======== Excerpted passage ========

I love freshly homemade noodles and I love the heat of Korean pepper paste, aka. gochujang. This delicious saucy noodle dish perfectly marries the two together, and uses some vegan cream to mellow out the heat and make the dish super hearty and comforting. As a protein source I went with vegan soy chicken pieces, but if this isn't accessible to you feel free to experiment with fried tofu, legumes or seitan. Either way I hope you try this out and love it, and let me know if you do by snapping a pic and tagging me @mealsbymiri on Instagram!
Ingredients (serves 2):
Noodles:
2 tbsp gochujang (Korean red pepper paste)
120g vegan cream
2tbsp soy sauce
1 tsp sugar
170g vegan "chicken pieces" - use a chicken substitute of your liking
2 tbsp neutral cooking oil
1 chopped scallion
2 tsp sesame seeds
Method:
Start by preparing your homemade wheat noodles, boil and rinse in cold water. Set aside while making the sauce.

======== Provided data ========

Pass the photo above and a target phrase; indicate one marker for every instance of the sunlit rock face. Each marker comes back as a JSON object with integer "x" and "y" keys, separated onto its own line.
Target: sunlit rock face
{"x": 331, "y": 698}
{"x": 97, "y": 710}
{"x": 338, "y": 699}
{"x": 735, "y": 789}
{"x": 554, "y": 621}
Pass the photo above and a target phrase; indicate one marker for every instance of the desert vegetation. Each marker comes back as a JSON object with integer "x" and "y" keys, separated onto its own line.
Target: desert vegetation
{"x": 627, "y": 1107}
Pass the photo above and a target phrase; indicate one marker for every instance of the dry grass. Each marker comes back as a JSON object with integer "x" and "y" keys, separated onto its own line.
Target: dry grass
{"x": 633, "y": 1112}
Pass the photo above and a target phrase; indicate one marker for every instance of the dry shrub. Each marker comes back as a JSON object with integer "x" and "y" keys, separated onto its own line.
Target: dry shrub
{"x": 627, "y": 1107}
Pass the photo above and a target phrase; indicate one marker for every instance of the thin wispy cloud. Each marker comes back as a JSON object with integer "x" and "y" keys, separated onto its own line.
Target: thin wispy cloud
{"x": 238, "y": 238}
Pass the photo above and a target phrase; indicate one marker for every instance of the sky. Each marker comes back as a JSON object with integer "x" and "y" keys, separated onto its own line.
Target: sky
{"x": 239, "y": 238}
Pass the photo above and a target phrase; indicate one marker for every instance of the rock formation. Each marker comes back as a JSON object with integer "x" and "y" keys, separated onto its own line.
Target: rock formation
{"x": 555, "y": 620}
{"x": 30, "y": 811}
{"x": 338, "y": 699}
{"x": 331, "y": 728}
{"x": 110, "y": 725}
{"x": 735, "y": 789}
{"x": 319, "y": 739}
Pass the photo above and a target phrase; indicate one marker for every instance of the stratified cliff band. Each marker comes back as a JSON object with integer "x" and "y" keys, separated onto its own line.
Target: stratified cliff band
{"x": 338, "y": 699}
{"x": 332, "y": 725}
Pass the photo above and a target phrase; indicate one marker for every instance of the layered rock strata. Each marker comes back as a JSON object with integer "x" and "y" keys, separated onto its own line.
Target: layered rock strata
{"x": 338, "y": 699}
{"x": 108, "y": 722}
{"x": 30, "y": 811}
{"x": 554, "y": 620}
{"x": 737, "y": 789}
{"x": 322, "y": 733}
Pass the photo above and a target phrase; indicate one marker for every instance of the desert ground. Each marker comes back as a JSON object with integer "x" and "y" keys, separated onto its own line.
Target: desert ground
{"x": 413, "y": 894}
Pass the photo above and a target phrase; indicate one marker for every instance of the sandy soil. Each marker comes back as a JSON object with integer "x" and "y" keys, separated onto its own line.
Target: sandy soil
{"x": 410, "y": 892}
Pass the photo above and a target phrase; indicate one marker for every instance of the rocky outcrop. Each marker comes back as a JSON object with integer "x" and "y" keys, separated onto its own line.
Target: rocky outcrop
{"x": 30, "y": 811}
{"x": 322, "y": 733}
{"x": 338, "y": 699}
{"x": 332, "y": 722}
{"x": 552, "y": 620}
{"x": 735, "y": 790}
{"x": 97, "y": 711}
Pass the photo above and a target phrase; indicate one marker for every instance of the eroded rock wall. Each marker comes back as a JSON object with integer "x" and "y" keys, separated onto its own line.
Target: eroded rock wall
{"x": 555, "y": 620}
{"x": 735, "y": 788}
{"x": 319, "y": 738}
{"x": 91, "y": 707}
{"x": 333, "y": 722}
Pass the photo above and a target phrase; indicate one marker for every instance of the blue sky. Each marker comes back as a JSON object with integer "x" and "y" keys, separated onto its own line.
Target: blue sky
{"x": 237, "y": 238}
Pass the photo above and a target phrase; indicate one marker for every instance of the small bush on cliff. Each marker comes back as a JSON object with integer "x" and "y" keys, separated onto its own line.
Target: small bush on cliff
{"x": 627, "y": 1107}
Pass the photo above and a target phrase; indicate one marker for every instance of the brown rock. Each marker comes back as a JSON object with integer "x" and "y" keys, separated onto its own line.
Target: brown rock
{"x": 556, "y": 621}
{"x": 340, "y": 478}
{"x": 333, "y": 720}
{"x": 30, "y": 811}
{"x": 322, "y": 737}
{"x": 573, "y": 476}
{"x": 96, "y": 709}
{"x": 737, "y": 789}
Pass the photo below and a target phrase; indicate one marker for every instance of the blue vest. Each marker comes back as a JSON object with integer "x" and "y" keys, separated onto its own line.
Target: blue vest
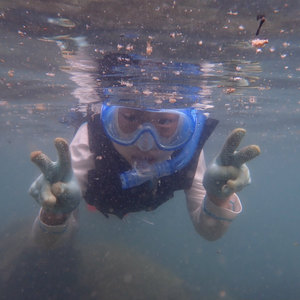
{"x": 104, "y": 189}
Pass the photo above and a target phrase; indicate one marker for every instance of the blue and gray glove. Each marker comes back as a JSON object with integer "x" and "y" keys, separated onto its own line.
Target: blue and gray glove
{"x": 228, "y": 173}
{"x": 56, "y": 189}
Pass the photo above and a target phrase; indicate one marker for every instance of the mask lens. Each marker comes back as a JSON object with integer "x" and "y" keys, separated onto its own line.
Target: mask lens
{"x": 170, "y": 129}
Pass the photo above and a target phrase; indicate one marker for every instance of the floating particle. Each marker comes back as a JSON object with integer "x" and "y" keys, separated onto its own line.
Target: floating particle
{"x": 129, "y": 47}
{"x": 272, "y": 49}
{"x": 262, "y": 20}
{"x": 40, "y": 106}
{"x": 4, "y": 103}
{"x": 149, "y": 48}
{"x": 259, "y": 42}
{"x": 285, "y": 44}
{"x": 11, "y": 73}
{"x": 230, "y": 90}
{"x": 232, "y": 13}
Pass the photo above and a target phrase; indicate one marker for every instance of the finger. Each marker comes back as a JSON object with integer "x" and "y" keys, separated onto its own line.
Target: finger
{"x": 48, "y": 199}
{"x": 246, "y": 154}
{"x": 231, "y": 144}
{"x": 64, "y": 158}
{"x": 222, "y": 173}
{"x": 44, "y": 163}
{"x": 240, "y": 182}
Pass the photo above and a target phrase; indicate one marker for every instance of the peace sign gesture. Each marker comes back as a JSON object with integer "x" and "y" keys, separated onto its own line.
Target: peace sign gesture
{"x": 228, "y": 173}
{"x": 56, "y": 189}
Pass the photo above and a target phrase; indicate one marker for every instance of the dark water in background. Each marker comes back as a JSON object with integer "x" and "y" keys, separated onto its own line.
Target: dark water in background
{"x": 259, "y": 257}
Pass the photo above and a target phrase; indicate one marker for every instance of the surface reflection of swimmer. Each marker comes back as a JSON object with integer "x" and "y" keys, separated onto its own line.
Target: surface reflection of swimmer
{"x": 127, "y": 159}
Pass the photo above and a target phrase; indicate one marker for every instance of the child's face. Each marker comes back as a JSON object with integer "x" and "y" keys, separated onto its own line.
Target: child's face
{"x": 129, "y": 120}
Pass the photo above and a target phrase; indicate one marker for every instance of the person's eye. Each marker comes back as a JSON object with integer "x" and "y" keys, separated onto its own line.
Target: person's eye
{"x": 165, "y": 121}
{"x": 129, "y": 117}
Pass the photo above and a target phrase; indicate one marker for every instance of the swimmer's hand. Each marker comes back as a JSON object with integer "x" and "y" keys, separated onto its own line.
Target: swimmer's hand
{"x": 56, "y": 189}
{"x": 228, "y": 173}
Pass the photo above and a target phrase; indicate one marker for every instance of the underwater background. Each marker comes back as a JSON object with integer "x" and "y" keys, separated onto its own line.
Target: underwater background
{"x": 154, "y": 255}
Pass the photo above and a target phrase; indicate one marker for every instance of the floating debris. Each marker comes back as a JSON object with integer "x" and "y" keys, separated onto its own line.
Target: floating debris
{"x": 262, "y": 20}
{"x": 259, "y": 43}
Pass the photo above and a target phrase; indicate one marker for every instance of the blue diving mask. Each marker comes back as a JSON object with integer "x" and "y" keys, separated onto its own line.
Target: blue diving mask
{"x": 168, "y": 129}
{"x": 171, "y": 130}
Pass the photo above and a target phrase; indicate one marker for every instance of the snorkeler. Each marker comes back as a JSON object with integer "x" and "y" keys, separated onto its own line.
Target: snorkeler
{"x": 126, "y": 159}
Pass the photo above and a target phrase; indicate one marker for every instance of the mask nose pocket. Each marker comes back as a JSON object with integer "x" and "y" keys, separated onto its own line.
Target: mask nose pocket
{"x": 145, "y": 142}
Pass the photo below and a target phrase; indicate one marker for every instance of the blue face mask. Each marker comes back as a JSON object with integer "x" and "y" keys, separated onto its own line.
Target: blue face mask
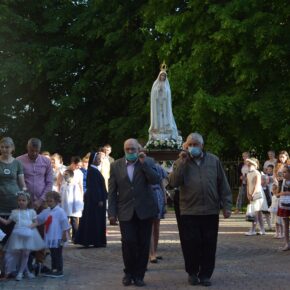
{"x": 131, "y": 156}
{"x": 194, "y": 151}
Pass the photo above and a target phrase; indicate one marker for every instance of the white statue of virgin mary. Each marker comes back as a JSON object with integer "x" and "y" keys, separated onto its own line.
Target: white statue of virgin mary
{"x": 162, "y": 125}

========

Rewrite the stretch of the gochujang noodle recipe from "I love freshly" through "me @mealsbymiri on Instagram!", swapping "seitan" for "tempeh".

I love freshly homemade noodles and I love the heat of Korean pepper paste, aka. gochujang. This delicious saucy noodle dish perfectly marries the two together, and uses some vegan cream to mellow out the heat and make the dish super hearty and comforting. As a protein source I went with vegan soy chicken pieces, but if this isn't accessible to you feel free to experiment with fried tofu, legumes or tempeh. Either way I hope you try this out and love it, and let me know if you do by snapping a pic and tagging me @mealsbymiri on Instagram!